## Exercise objective
All of the data that follows is to be printed exactly, without pictures.

═════ Data listing ═════

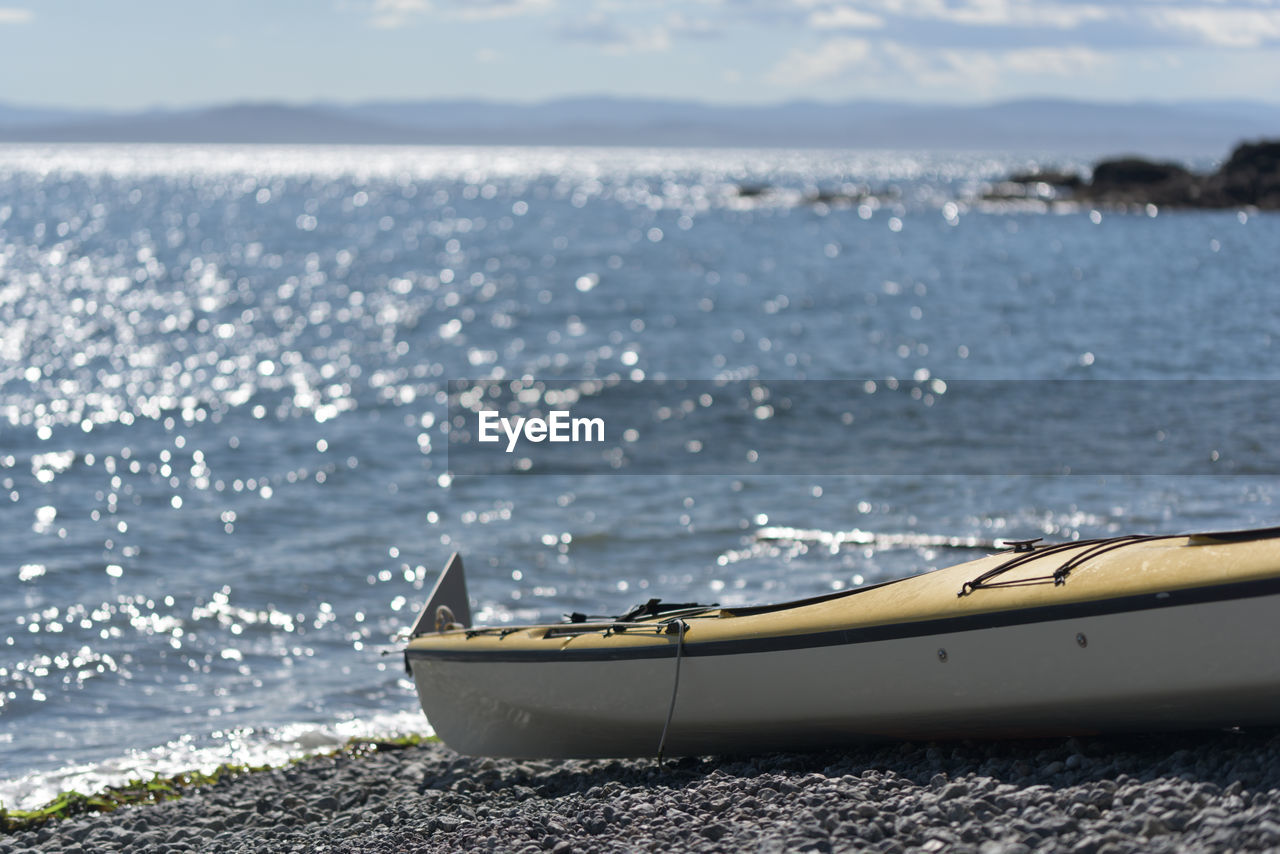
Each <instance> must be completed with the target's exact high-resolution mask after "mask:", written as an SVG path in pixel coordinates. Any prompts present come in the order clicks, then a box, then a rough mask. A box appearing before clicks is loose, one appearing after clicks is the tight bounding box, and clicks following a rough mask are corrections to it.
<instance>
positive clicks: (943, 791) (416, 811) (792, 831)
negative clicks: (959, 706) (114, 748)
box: [0, 730, 1280, 854]
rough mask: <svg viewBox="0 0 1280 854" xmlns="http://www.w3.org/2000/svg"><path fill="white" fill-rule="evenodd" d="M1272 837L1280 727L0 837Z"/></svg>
mask: <svg viewBox="0 0 1280 854" xmlns="http://www.w3.org/2000/svg"><path fill="white" fill-rule="evenodd" d="M1276 848H1280V731H1274V730H1267V731H1249V732H1235V731H1230V732H1207V734H1185V735H1153V736H1128V737H1108V739H1065V740H1038V741H997V743H991V741H983V743H975V741H960V743H936V744H920V743H911V744H901V743H891V744H877V745H867V746H861V748H854V749H847V750H840V752H829V753H814V754H773V755H765V757H758V758H703V759H681V761H668V762H666V763H663V764H662V766H659V764H658V763H657V762H654V761H652V759H649V761H645V759H634V761H591V762H515V761H504V759H484V758H470V757H460V755H458V754H456V753H453V752H452V750H449V749H448V748H445V746H443V745H439V744H426V745H422V746H415V748H406V749H401V750H392V752H381V753H378V754H374V755H370V757H361V758H357V757H351V755H335V757H324V758H315V759H308V761H306V762H302V763H300V764H296V766H291V767H287V768H280V769H274V771H266V772H260V773H253V775H246V776H242V777H238V778H234V780H227V781H223V782H220V784H219V785H216V786H210V787H206V789H201V790H196V791H192V793H191V794H188V795H187V796H184V798H183V799H180V800H175V802H169V803H165V804H159V805H152V807H131V808H125V809H120V810H116V812H115V813H110V814H102V816H92V817H82V818H74V819H68V821H61V822H55V823H51V825H49V826H46V827H44V828H40V830H37V831H29V832H22V834H15V835H12V836H0V853H9V851H28V850H29V851H50V853H51V851H61V853H63V854H81V853H82V851H244V853H255V854H256V853H260V851H308V853H311V851H370V853H374V851H376V853H392V851H397V853H398V851H462V850H467V851H470V850H490V851H530V853H532V851H558V853H563V851H644V850H652V851H669V850H682V851H780V853H781V851H906V850H919V851H980V853H982V854H995V853H997V851H1005V853H1014V851H1030V850H1037V851H1073V853H1074V854H1089V853H1093V851H1097V853H1102V851H1137V850H1143V851H1206V850H1228V849H1230V850H1263V849H1276Z"/></svg>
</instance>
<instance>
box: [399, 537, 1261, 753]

═════

## Task solution
Each <instance> must be completed with the target's exact high-resolution mask after "mask:", written as an SVG path in pixel coordinates. Any prompts present come in the order clicks, then a box, then a rough mask. A box appearing before clicks is loose, one appearing after clicks is the tight bounding box, and clicks following a rough mask are corrections to it.
<instance>
positive clicks: (943, 791) (416, 811) (792, 831)
negative clicks: (959, 706) (114, 748)
box: [0, 730, 1280, 854]
rough mask: <svg viewBox="0 0 1280 854" xmlns="http://www.w3.org/2000/svg"><path fill="white" fill-rule="evenodd" d="M1272 837L1280 727L0 837Z"/></svg>
mask: <svg viewBox="0 0 1280 854" xmlns="http://www.w3.org/2000/svg"><path fill="white" fill-rule="evenodd" d="M1276 848H1280V731H1274V730H1267V731H1249V732H1235V731H1230V732H1207V734H1185V735H1153V736H1128V737H1108V739H1065V740H1038V741H997V743H991V741H983V743H975V741H960V743H936V744H920V743H911V744H901V743H891V744H877V745H867V746H861V748H854V749H847V750H840V752H829V753H814V754H773V755H765V757H758V758H703V759H681V761H668V762H666V763H663V764H662V766H659V764H658V763H657V762H654V761H652V759H649V761H645V759H634V761H591V762H515V761H504V759H484V758H470V757H460V755H458V754H456V753H453V752H452V750H449V749H448V748H445V746H443V745H439V744H426V745H422V746H415V748H406V749H401V750H392V752H381V753H378V754H374V755H370V757H361V758H357V757H351V755H335V757H324V758H315V759H308V761H306V762H302V763H300V764H296V766H291V767H287V768H280V769H274V771H266V772H260V773H253V775H246V776H242V777H238V778H234V780H227V781H223V782H220V784H219V785H216V786H210V787H206V789H201V790H196V791H192V793H191V794H188V795H187V796H184V798H183V799H180V800H175V802H169V803H165V804H159V805H152V807H131V808H125V809H120V810H116V812H115V813H110V814H102V816H92V817H82V818H74V819H68V821H61V822H55V823H51V825H49V826H46V827H44V828H40V830H37V831H29V832H22V834H15V835H12V836H0V853H9V851H28V850H29V851H50V853H51V851H61V853H63V854H81V853H82V851H244V853H255V854H256V853H260V851H308V853H311V851H370V853H374V851H376V853H392V851H397V853H398V851H462V850H467V851H470V850H490V851H530V853H532V851H558V853H563V851H644V850H652V851H669V850H682V851H780V853H781V851H906V850H919V851H980V853H982V854H995V853H997V851H1005V853H1014V851H1030V850H1037V851H1073V853H1074V854H1089V853H1093V851H1097V853H1102V851H1137V850H1143V851H1206V850H1228V849H1230V850H1263V849H1276Z"/></svg>
</instance>
<instance>
box: [399, 537, 1261, 753]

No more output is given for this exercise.